» COMPLETE THE FOLLOWING:
a - Using the text below on querying Solr through R, decide whether each statement agrees with it, answering yes or no and quoting the deciding words: (i) by default, the URLs return only publicly-readable Solr documents; (ii) Solr indicates when a private document matches a query; (iii) querying Solr directly through its HTTP API is not possible.
b - Extend the text below on querying Solr through R, picking up right after its last line.

» EXCERPT:
+---+
Query Solr via R

Though it’s possible to query Solr directly through its HTTP API, we typically run our queries through R, for two main reasons:

  1. The result is returned in a more useful way to R without extra work on your part
  2. We can more easily pass our authentication token with the query

Why does #2 matter? Well by default, all of those URLs above only return publicly-readable Solr documents. If a private document matches any of those queries, Solr won’t tell you that. It will act like the non-public-readable documents don’t exist. So we must pass an authentication token to access non-public-readable content. This bit is crucial for working with the ADC, so you’ll very often want to use R instead of visiting those URLs in a web browser.

cn <- CNode("PROD")
adc <- getMNode(cn, "urn:node:ARCTIC")
# Set your token if you need/want!
+---+
Records

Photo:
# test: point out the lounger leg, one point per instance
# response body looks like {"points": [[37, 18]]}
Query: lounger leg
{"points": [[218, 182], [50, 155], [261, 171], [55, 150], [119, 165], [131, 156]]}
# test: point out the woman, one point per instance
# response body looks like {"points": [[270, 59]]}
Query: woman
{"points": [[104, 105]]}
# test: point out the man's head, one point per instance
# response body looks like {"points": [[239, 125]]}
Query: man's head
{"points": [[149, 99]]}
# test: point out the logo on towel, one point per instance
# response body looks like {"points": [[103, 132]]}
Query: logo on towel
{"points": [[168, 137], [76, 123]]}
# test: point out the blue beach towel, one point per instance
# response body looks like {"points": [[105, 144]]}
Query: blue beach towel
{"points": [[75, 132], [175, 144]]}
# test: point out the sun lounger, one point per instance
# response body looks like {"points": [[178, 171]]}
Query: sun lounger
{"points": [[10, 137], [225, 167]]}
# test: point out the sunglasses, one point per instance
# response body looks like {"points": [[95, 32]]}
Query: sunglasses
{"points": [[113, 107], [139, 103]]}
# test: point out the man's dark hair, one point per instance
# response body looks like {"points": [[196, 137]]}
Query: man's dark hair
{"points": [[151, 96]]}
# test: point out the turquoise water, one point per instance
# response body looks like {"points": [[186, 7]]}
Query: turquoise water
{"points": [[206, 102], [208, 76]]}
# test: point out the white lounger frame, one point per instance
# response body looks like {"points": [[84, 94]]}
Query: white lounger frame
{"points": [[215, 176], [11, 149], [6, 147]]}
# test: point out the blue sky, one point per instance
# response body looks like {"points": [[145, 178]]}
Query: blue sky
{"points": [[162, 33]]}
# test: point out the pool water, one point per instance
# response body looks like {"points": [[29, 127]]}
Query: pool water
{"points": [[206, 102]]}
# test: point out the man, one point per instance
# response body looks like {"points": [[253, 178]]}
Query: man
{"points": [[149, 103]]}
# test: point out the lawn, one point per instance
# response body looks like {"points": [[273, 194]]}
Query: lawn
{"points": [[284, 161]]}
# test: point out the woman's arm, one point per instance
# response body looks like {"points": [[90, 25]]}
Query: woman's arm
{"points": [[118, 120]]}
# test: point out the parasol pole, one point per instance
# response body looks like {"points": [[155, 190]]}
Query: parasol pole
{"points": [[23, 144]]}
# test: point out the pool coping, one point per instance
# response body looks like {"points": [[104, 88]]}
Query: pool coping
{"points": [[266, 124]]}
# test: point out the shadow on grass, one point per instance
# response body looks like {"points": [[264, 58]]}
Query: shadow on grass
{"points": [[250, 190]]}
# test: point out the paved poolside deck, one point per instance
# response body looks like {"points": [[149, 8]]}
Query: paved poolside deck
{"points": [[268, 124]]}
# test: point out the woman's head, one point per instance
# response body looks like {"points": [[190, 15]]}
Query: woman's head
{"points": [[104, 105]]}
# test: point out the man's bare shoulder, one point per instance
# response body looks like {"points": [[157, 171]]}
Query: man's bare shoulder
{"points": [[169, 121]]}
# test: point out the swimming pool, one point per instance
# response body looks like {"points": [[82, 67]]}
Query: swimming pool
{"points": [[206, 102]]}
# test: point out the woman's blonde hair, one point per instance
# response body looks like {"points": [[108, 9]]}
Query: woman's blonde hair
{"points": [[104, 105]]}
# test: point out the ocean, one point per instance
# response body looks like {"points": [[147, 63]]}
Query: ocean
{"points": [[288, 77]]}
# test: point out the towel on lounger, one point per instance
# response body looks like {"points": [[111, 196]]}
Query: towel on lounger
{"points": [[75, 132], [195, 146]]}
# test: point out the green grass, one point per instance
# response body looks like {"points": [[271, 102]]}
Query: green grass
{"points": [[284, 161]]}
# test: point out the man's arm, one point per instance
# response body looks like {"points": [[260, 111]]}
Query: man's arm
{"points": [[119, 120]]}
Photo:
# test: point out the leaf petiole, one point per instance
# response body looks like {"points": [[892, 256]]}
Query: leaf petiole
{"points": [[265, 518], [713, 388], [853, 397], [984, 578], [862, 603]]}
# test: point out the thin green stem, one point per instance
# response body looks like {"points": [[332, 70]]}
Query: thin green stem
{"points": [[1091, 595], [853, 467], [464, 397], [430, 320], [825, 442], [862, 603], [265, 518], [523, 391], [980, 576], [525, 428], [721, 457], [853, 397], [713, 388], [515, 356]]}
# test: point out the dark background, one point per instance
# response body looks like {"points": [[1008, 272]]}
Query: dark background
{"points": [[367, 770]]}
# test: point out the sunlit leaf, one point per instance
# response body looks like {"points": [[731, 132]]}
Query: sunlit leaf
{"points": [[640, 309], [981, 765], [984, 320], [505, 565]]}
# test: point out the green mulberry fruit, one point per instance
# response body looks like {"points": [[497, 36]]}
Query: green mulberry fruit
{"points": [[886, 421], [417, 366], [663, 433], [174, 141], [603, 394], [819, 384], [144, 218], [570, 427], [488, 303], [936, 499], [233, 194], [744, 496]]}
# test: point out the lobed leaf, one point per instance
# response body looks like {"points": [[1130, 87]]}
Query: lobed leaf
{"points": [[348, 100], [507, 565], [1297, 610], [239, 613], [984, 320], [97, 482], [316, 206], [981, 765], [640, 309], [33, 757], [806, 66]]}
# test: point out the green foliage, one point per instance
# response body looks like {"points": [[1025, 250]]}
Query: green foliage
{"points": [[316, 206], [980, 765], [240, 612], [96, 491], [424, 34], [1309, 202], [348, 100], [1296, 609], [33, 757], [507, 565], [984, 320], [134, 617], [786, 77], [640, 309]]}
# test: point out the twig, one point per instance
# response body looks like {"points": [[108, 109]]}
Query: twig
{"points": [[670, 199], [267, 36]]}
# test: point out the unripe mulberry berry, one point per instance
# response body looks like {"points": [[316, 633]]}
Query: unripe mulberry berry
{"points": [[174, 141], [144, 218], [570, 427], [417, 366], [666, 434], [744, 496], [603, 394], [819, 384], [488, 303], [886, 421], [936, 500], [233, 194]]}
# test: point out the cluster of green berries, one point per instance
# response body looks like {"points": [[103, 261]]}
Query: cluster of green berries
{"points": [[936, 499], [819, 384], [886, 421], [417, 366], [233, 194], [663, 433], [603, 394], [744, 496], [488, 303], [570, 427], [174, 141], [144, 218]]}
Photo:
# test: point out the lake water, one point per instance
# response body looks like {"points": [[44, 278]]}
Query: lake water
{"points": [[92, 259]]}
+---+
» IN RESPONSE:
a -
(i) Yes: "by default, all of those URLs above only return publicly-readable Solr documents"
(ii) No: "If a private document matches any of those queries, Solr won’t tell you that."
(iii) No: "Though it’s possible to query Solr directly through its HTTP API"

b -
#string your parameters together like this: dataone::query(mn, "q=title:*soil*&fl=title&rows=10")
#or alternatively, list them out:
query(adc, list(q="title:*soil*",
                fl="title",
                rows="10"))

By default, query returns the result as a list, but a data.frame can be a more useful way to work with the result. To get a data.frame instead, just set the as argument to ‘data.frame’ to get a data.frame:

query(adc, list(q="title:*soil*",
                fl="title",
                rows="10"),
      as = "data.frame")